--- Begin Task inputs ---

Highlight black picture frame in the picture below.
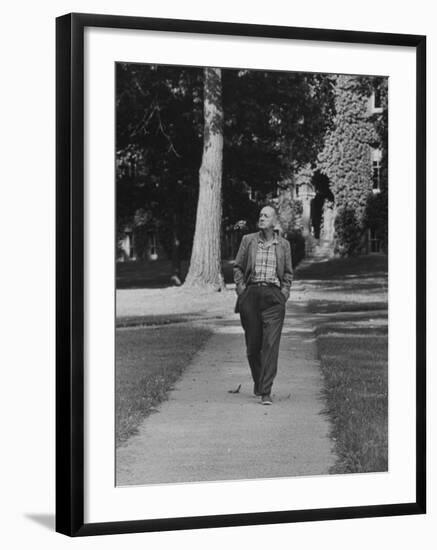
[56,13,426,536]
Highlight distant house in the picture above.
[277,75,387,256]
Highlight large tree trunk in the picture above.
[170,211,182,286]
[184,68,224,290]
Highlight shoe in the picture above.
[261,395,273,405]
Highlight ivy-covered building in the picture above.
[278,75,388,256]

--- End Task inputs ---

* [Exercise directions] Write out all of the lines above again, including the requests, and shift every bounding box coordinate in the answers up by 126. Leave the pictures out of your answer.

* [Complete output]
Highlight black picture frame in the picture below.
[182,139,552,662]
Highlight distant house in the picture above.
[403,201,513,382]
Highlight large tree trunk in the picture above.
[296,337,308,412]
[310,194,350,416]
Highlight shoe in the picture above.
[387,521,399,531]
Highlight ivy-covered building in the picture above.
[404,201,514,382]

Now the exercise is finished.